Start Raw records

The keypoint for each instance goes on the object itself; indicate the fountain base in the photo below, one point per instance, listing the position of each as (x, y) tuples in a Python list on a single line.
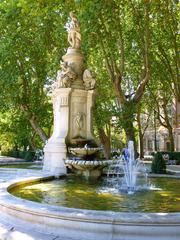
[(88, 169)]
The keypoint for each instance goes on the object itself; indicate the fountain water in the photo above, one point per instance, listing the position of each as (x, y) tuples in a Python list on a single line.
[(123, 174)]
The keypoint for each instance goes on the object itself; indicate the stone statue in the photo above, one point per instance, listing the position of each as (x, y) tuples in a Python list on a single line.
[(65, 76), (89, 81), (73, 28), (79, 121)]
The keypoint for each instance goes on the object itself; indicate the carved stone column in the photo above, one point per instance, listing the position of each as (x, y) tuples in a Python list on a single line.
[(55, 150)]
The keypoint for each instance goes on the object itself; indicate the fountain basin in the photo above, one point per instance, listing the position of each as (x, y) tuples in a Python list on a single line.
[(83, 151), (88, 224), (87, 168)]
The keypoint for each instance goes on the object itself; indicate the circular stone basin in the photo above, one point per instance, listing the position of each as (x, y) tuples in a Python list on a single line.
[(83, 151), (73, 192)]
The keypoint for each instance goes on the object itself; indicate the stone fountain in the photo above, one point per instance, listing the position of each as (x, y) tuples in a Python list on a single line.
[(73, 98)]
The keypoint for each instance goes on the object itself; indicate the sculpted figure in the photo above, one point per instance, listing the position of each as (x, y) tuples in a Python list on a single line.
[(74, 36), (89, 81), (79, 121), (65, 76)]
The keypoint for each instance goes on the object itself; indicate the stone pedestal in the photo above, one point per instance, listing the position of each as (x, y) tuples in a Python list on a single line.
[(55, 150), (72, 97)]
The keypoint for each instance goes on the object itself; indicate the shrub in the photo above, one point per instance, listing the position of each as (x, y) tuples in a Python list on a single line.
[(158, 164)]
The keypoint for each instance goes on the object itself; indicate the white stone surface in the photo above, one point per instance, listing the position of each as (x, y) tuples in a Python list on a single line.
[(42, 220)]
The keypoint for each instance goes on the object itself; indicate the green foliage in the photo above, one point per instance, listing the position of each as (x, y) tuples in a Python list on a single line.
[(158, 164)]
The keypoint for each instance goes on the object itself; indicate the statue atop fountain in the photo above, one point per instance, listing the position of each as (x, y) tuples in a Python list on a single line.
[(73, 28), (73, 98)]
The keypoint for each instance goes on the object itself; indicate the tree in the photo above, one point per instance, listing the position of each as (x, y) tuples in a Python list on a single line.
[(123, 44), (31, 43)]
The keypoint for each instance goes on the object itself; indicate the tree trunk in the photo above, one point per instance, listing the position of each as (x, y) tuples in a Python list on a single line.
[(130, 133), (171, 138), (141, 144), (105, 140)]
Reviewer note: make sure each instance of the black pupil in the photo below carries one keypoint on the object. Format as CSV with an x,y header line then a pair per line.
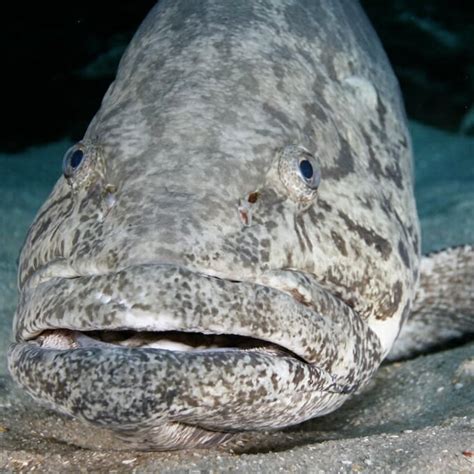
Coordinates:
x,y
306,169
76,158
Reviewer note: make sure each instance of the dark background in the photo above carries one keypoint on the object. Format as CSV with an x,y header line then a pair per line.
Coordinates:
x,y
59,59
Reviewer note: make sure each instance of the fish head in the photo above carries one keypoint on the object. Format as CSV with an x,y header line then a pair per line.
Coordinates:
x,y
214,259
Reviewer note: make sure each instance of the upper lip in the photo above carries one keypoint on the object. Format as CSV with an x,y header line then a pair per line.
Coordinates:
x,y
62,299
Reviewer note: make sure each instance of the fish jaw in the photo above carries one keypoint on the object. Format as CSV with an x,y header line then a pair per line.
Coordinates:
x,y
287,359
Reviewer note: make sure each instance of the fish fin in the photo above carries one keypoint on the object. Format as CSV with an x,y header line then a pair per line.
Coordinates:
x,y
443,310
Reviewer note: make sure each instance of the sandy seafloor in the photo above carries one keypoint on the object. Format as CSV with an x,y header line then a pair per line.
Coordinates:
x,y
417,416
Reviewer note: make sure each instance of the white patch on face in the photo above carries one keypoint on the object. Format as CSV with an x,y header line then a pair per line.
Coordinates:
x,y
387,332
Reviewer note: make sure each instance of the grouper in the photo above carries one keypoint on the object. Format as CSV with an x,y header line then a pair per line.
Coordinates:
x,y
234,244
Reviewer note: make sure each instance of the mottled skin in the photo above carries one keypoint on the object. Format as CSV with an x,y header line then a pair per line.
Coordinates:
x,y
185,216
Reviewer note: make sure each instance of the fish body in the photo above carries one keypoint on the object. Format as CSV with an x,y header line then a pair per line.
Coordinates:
x,y
234,244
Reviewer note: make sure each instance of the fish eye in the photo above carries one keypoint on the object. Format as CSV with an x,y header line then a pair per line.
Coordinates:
x,y
300,172
72,160
309,173
306,169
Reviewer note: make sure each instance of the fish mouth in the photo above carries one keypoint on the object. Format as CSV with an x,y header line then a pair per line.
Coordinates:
x,y
157,344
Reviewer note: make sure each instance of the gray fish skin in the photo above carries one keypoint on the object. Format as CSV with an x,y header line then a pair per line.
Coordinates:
x,y
188,213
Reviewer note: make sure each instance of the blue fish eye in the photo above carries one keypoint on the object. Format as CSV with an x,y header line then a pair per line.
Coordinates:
x,y
72,161
306,169
75,158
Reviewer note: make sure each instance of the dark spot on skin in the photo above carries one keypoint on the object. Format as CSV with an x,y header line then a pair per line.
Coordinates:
x,y
344,164
324,205
369,236
339,241
402,250
252,197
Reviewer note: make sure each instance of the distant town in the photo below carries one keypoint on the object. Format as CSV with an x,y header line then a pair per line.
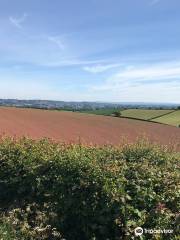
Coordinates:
x,y
78,106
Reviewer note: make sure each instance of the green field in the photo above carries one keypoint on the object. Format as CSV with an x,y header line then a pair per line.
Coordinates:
x,y
171,119
105,111
144,114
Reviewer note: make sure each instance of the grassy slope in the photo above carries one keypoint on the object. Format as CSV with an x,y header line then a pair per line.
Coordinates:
x,y
171,119
145,114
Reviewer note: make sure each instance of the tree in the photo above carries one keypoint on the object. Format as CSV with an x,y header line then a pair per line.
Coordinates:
x,y
117,114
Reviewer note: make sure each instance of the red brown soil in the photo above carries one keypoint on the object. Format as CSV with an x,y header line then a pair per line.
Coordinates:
x,y
90,129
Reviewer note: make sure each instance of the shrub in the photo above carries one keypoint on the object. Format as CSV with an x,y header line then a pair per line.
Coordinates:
x,y
58,191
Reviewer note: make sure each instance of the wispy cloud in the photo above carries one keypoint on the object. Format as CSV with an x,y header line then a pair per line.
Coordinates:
x,y
17,22
154,2
141,75
100,68
58,41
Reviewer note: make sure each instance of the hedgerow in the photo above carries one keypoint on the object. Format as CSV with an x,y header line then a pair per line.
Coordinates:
x,y
58,191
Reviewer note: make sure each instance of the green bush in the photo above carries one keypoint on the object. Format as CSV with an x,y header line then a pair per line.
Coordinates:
x,y
58,191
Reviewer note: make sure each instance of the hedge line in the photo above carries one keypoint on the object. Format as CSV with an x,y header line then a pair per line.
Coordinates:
x,y
58,191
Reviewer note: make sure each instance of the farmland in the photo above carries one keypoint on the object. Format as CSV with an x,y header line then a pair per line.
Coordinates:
x,y
105,111
171,119
144,114
88,128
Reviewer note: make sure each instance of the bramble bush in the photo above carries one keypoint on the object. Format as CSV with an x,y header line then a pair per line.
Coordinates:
x,y
58,191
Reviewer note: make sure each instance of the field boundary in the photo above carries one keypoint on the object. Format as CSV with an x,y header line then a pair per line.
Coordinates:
x,y
162,115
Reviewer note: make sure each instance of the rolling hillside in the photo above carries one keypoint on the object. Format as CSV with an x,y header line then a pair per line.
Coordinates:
x,y
87,128
171,119
144,114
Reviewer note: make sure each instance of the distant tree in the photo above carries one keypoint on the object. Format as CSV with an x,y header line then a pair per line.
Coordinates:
x,y
117,114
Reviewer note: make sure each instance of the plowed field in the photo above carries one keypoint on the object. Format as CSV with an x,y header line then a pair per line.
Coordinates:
x,y
75,127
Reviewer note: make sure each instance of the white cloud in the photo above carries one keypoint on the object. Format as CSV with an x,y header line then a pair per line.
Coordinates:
x,y
17,22
158,82
156,72
154,2
57,41
100,68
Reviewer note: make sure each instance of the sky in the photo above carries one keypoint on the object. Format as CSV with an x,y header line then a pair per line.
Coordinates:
x,y
94,50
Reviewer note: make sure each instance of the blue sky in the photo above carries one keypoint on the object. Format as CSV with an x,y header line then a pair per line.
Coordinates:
x,y
95,50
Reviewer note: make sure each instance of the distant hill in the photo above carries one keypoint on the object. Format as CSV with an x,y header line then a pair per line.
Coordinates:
x,y
47,104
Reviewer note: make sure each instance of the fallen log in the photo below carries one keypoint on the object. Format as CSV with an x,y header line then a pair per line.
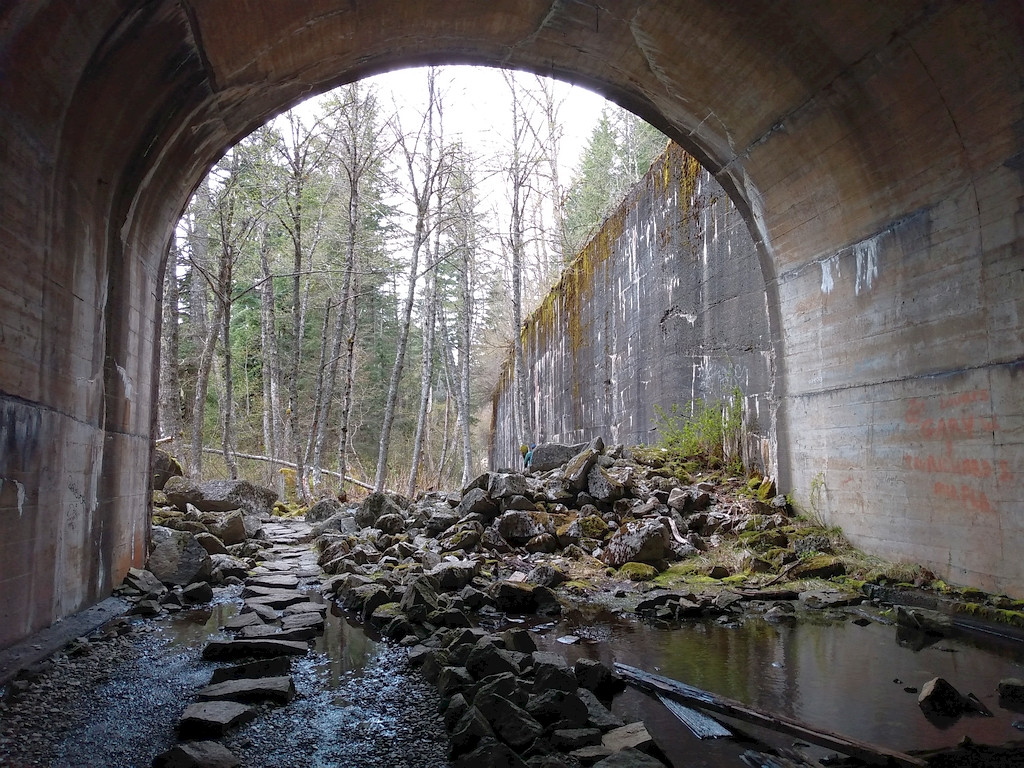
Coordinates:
x,y
868,753
292,465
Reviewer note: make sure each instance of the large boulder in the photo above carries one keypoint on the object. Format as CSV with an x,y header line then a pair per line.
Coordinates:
x,y
177,557
517,526
229,527
374,507
220,496
639,541
165,467
323,509
553,455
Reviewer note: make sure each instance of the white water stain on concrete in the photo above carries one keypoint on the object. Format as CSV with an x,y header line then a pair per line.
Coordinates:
x,y
19,493
866,253
126,382
827,283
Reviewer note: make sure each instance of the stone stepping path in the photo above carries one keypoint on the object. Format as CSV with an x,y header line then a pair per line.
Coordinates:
x,y
275,624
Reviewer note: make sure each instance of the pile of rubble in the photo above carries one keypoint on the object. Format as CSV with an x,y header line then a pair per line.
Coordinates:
x,y
204,535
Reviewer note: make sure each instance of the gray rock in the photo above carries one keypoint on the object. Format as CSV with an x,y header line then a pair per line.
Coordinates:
x,y
374,507
165,467
390,523
198,592
220,496
506,685
280,689
211,543
503,485
567,739
549,456
560,707
488,752
323,510
343,521
217,649
547,576
597,677
938,696
1012,690
476,501
462,538
638,541
468,732
486,659
226,565
629,758
598,715
229,527
144,582
454,576
511,723
146,608
578,469
272,667
177,557
197,755
631,736
207,719
518,526
603,486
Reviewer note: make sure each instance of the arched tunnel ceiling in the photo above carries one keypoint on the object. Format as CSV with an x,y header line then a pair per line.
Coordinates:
x,y
877,151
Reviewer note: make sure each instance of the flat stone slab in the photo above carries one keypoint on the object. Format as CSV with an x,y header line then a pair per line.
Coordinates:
x,y
197,755
306,607
633,735
306,632
244,620
829,599
278,600
265,612
272,667
206,719
258,647
258,592
45,642
279,689
294,621
275,581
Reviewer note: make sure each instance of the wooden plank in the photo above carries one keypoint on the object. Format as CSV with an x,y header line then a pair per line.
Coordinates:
x,y
707,700
700,725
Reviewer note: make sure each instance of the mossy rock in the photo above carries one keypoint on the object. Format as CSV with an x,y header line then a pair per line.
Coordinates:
x,y
593,526
756,564
819,566
762,541
637,571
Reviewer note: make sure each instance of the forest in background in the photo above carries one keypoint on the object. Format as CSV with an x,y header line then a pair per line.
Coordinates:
x,y
346,282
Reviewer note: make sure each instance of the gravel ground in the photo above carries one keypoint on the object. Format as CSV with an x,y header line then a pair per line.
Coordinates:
x,y
385,715
114,701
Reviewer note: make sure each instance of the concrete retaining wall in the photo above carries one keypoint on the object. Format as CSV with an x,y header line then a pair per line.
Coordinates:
x,y
666,304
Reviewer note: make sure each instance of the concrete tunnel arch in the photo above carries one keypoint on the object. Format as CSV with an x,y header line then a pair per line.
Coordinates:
x,y
876,150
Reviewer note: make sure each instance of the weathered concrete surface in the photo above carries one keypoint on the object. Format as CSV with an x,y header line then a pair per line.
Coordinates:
x,y
666,304
881,135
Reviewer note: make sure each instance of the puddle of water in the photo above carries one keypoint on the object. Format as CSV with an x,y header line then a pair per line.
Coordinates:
x,y
347,648
837,676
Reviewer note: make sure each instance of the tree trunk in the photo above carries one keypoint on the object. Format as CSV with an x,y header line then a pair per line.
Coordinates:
x,y
426,379
170,380
274,438
422,196
322,395
344,435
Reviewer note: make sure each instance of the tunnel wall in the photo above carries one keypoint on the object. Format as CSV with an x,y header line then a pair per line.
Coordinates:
x,y
665,305
876,152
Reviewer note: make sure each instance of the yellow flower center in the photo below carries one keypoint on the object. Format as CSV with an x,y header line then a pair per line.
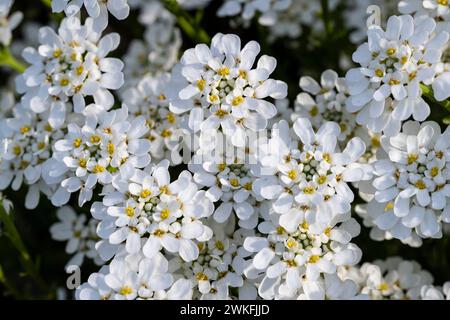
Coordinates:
x,y
420,185
166,133
314,111
145,193
291,243
221,113
165,213
64,82
220,245
111,148
391,51
379,73
25,129
57,53
322,179
17,150
293,174
126,290
383,286
95,139
234,182
389,207
394,82
170,118
309,190
201,276
79,70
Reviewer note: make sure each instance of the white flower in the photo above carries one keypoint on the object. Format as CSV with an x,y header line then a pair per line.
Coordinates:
x,y
69,66
219,266
385,90
219,88
331,287
129,278
165,215
228,174
430,292
437,9
304,169
248,9
79,234
411,187
6,203
106,150
356,16
159,51
8,24
193,4
97,9
295,253
28,147
325,102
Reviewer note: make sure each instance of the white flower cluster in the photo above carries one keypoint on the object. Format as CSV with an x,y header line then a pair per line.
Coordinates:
x,y
392,279
395,63
262,208
8,23
80,235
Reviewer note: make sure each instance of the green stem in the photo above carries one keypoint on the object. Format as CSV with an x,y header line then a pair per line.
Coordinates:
x,y
13,234
429,95
8,60
187,23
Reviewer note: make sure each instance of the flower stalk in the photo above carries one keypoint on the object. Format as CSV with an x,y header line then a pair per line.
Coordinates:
x,y
11,232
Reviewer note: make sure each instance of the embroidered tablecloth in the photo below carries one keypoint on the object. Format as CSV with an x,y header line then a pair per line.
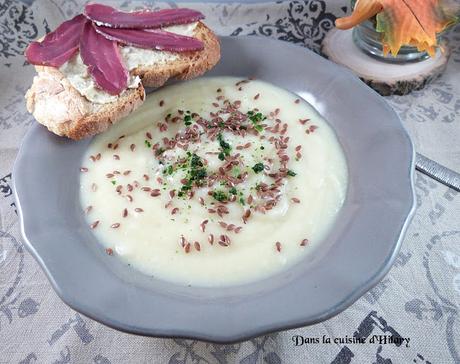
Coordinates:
x,y
418,302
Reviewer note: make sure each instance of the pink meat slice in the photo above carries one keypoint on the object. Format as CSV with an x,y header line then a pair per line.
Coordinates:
x,y
59,45
111,17
103,59
152,38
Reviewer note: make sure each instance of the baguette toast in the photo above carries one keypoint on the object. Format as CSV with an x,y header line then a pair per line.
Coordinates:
x,y
56,104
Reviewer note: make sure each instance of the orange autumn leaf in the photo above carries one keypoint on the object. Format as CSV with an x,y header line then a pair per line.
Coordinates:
x,y
404,22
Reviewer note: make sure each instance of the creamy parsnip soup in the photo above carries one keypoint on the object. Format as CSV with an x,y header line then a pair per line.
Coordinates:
x,y
213,182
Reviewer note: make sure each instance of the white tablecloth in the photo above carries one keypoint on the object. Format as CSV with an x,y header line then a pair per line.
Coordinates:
x,y
418,300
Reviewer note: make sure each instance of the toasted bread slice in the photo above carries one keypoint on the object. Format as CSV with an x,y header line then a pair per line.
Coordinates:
x,y
189,64
55,103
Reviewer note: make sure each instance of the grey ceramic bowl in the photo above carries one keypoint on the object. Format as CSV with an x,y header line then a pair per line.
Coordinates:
x,y
357,253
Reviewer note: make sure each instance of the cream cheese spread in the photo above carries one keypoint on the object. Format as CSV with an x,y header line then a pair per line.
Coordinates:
x,y
77,74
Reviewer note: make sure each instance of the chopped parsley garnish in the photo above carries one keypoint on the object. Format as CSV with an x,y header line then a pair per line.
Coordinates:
x,y
195,161
226,148
220,196
159,151
256,118
236,172
258,167
169,170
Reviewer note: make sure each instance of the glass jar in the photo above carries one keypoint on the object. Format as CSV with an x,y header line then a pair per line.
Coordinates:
x,y
370,42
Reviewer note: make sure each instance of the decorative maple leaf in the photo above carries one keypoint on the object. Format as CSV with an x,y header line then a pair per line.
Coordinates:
x,y
404,22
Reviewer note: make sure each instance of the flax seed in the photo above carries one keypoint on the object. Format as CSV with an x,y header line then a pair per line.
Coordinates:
x,y
197,246
156,192
278,246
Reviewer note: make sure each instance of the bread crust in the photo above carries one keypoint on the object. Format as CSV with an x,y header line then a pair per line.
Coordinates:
x,y
56,104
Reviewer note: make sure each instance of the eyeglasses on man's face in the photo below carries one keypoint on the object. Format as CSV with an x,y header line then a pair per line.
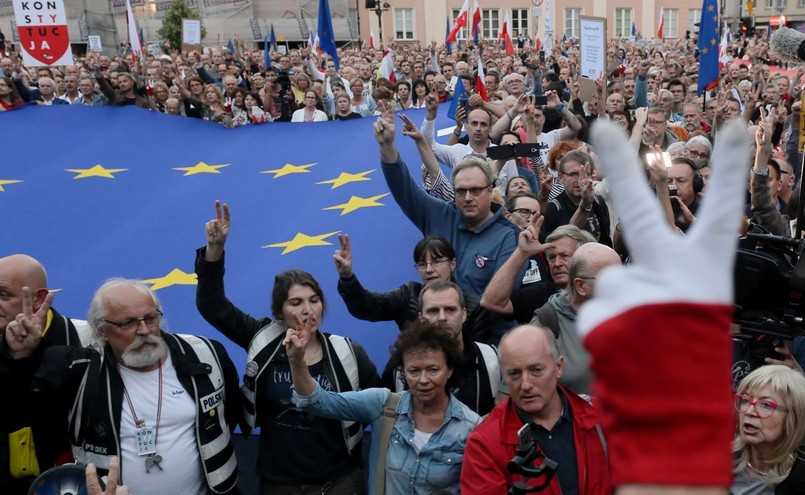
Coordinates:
x,y
151,321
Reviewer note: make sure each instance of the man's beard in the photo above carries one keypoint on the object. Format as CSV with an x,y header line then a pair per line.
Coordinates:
x,y
139,354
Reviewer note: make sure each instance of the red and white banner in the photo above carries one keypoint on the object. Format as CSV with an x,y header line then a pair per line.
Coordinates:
x,y
42,27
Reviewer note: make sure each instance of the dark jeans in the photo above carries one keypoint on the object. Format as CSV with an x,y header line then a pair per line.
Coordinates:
x,y
352,484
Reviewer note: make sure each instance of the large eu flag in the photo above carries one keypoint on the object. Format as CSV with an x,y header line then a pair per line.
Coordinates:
x,y
708,47
97,192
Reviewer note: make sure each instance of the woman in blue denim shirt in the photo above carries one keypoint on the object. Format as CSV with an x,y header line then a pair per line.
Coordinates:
x,y
427,442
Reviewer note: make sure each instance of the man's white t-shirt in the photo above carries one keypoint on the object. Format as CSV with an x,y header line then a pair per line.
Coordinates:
x,y
176,440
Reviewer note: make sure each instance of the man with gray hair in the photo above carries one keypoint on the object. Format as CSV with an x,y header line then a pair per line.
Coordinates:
x,y
164,403
540,412
519,304
559,313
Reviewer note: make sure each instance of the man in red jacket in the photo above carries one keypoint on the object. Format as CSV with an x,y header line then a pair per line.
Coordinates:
x,y
563,425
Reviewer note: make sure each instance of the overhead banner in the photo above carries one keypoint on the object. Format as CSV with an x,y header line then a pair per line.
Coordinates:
x,y
42,29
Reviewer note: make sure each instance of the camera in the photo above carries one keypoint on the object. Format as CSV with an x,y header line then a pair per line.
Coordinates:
x,y
769,287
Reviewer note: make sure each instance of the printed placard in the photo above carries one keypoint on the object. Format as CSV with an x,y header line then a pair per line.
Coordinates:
x,y
42,28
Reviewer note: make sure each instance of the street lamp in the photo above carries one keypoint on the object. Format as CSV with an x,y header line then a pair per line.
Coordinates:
x,y
379,7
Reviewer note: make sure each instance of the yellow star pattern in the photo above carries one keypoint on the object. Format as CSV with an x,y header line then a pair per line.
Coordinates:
x,y
289,169
175,277
346,178
202,168
4,182
301,240
356,202
96,171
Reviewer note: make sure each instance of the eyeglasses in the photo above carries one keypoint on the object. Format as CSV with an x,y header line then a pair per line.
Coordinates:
x,y
151,321
474,191
423,265
525,212
763,407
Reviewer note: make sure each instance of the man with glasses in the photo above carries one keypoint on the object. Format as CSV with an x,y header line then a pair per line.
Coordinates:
x,y
559,313
476,229
164,403
577,204
655,132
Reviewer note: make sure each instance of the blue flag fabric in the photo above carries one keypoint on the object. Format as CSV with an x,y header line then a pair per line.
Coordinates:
x,y
326,34
458,93
448,44
708,46
134,205
266,54
273,38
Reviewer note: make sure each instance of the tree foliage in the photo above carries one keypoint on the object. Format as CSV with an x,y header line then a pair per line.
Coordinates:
x,y
171,30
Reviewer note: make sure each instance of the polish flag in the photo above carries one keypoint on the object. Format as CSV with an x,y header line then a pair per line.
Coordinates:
x,y
461,21
387,66
480,80
476,21
662,23
505,35
134,38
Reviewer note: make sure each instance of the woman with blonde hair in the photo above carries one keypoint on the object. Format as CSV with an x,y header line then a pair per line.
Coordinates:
x,y
768,448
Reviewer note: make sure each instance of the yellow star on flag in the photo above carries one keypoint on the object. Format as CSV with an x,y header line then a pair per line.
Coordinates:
x,y
346,178
175,277
301,240
289,169
202,168
96,171
4,182
356,202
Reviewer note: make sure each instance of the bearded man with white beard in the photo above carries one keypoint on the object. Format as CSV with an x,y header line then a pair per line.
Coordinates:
x,y
164,403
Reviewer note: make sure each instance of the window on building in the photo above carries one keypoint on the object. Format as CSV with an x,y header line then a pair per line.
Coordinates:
x,y
490,23
694,16
572,22
623,23
671,26
404,24
463,33
520,21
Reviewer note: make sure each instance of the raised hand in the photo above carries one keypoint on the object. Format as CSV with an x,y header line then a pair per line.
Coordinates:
x,y
25,332
343,257
217,231
687,306
112,488
528,242
410,129
297,337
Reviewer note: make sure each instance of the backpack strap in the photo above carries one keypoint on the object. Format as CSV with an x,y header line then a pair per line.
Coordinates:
x,y
389,418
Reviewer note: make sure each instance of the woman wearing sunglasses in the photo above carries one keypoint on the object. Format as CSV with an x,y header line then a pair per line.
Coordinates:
x,y
768,448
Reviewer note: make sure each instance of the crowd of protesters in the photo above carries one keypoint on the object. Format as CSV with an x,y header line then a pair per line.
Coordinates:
x,y
509,237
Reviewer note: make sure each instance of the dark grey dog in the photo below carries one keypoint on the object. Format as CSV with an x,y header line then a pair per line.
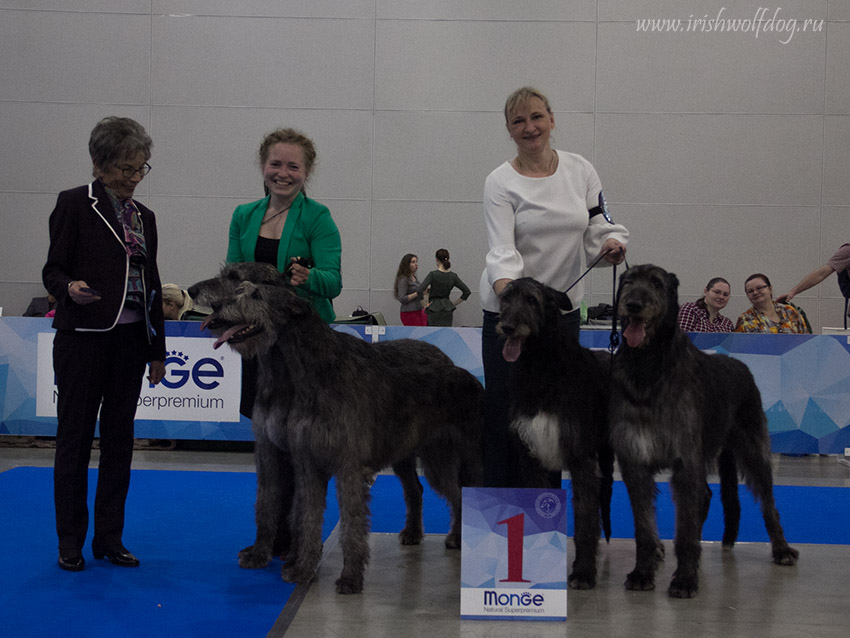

End Raw records

◆ **Task statement**
List every line of the items above that contains the word "fountain".

◆ **Correct response**
The keypoint for each instance goes on the object itself; indicate the fountain base in the photo below, one point per instance, listing the position of each as (x, y) tuples in a Python list on a single line.
The keypoint for each instance goes on the object itself; indicate the fountain water in the photo above, one point per instance, listing the position of each as (x, y) tuples in a Python list on a single line.
The keypoint for each instance goes on the object itself; indicate the fountain basin in the photo above, one point per instance, listing the position of each as (x, y) tuples in a Python list on a single line.
The keypoint for each instance goes on the object itself; indicate the stone fountain in the photo above, one point per instance, listing the position of each as (x, y) tuples in a Python list on a single line.
The keypoint for each instance goes on the object itself; indicate the statue atop fountain in the photo above, one point per instance, listing the position of each as (x, y) tuples in a Python list on a single line.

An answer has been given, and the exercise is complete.